→ **INFORMATION PROVIDED**
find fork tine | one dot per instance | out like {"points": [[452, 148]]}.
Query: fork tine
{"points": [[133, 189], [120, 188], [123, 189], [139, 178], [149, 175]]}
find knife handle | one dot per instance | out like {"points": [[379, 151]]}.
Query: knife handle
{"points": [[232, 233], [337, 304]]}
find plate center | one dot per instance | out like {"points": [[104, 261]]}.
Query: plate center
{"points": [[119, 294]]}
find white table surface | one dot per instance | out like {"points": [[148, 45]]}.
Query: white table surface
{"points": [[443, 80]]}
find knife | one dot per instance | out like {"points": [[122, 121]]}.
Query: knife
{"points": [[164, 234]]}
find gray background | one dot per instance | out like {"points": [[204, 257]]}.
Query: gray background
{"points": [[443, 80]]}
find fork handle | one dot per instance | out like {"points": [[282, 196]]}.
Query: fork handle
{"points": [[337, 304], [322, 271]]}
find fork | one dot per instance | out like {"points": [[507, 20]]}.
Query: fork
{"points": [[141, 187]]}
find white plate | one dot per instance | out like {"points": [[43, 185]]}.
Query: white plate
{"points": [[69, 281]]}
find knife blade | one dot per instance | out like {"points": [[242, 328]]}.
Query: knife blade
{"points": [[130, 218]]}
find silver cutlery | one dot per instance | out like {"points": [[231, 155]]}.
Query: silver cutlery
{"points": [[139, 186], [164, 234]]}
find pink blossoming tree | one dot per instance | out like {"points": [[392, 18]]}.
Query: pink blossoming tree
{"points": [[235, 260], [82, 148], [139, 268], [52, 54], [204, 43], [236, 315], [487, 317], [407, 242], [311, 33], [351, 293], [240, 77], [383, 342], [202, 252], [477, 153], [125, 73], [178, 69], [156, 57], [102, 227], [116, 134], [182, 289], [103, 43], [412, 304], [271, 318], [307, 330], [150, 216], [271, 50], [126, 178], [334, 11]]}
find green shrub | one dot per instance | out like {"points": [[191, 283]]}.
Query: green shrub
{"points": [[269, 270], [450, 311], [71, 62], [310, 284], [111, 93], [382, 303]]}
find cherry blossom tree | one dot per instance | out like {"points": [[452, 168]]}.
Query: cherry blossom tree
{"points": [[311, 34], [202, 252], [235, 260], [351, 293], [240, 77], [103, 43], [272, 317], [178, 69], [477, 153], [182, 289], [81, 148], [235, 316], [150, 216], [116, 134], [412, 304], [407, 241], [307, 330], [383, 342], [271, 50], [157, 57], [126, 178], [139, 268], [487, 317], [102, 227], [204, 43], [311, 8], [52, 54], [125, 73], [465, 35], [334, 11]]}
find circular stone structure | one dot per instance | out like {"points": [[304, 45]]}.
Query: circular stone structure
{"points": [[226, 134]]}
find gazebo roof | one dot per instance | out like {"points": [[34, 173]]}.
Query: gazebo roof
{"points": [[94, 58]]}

→ **TO DO**
The full data, repeated exactly, is the only acceptable output.

→ **SOLUTION TO THE PROBLEM**
find fork tine | one dot per instance | out like {"points": [[452, 148]]}.
Query: fork tine
{"points": [[133, 189], [120, 188], [123, 189], [139, 178], [149, 175]]}
find knife handle | one dot per instance | out like {"points": [[379, 151]]}.
Query: knife handle
{"points": [[232, 233], [337, 304]]}
find plate center | one dot per instance | out like {"points": [[104, 261]]}.
Query: plate center
{"points": [[119, 294]]}
find white table surface | one dot per instance | out like {"points": [[148, 45]]}.
Query: white table surface
{"points": [[443, 80]]}
find knife | one dot per instance | out like {"points": [[122, 121]]}.
Query: knife
{"points": [[164, 234]]}
find gray background | one dot per instance | out like {"points": [[204, 257]]}.
Query: gray background
{"points": [[443, 80]]}
find fork handle | one dot per instance | out like {"points": [[282, 196]]}.
Query: fork handle
{"points": [[337, 304], [322, 271]]}
find fork | one dot per instance | out like {"points": [[507, 20]]}.
Query: fork
{"points": [[141, 187]]}
find white plate | one dot per instance | out like {"points": [[43, 185]]}.
Query: white plate
{"points": [[69, 281]]}
find knife blade | one dot per instance | out like {"points": [[242, 328]]}.
Query: knife blade
{"points": [[130, 218]]}
find silver cutlery | one dot per instance | out like {"points": [[231, 155]]}.
Query: silver cutlery
{"points": [[139, 186], [164, 234]]}
find pink blossoming tree | one dot per instance | out like {"points": [[392, 18]]}.
Query: pink blossoming tree
{"points": [[235, 260], [82, 148], [139, 268], [52, 54], [204, 43], [236, 315], [487, 317], [407, 242], [311, 33], [351, 293], [240, 77], [383, 342], [202, 252], [477, 153], [125, 73], [178, 69], [156, 57], [102, 227], [116, 134], [182, 289], [103, 43], [412, 304], [271, 318], [307, 330], [150, 216], [271, 50], [126, 178], [334, 11]]}
find green shrub | one dot per instance | out like {"points": [[191, 283]]}.
Query: green shrub
{"points": [[269, 270], [450, 311], [71, 62], [310, 284], [111, 93], [382, 303]]}
find cherry blossom tree | one dot per instance | out like {"points": [[452, 168]]}.
Query: cherry blossom tree
{"points": [[311, 34], [202, 252], [235, 260], [351, 293], [240, 77], [103, 43], [272, 317], [178, 69], [477, 153], [182, 289], [81, 148], [235, 316], [150, 216], [116, 134], [412, 304], [407, 241], [307, 330], [383, 342], [271, 50], [157, 57], [126, 178], [139, 268], [487, 317], [102, 227], [204, 43], [311, 8], [52, 54], [125, 73], [465, 35], [334, 11]]}
find circular stone structure | one dot per instance | out like {"points": [[304, 45]]}.
Query: circular stone structure
{"points": [[226, 134]]}
find gazebo roof | one dot per instance | out like {"points": [[34, 173]]}.
Query: gazebo roof
{"points": [[94, 58]]}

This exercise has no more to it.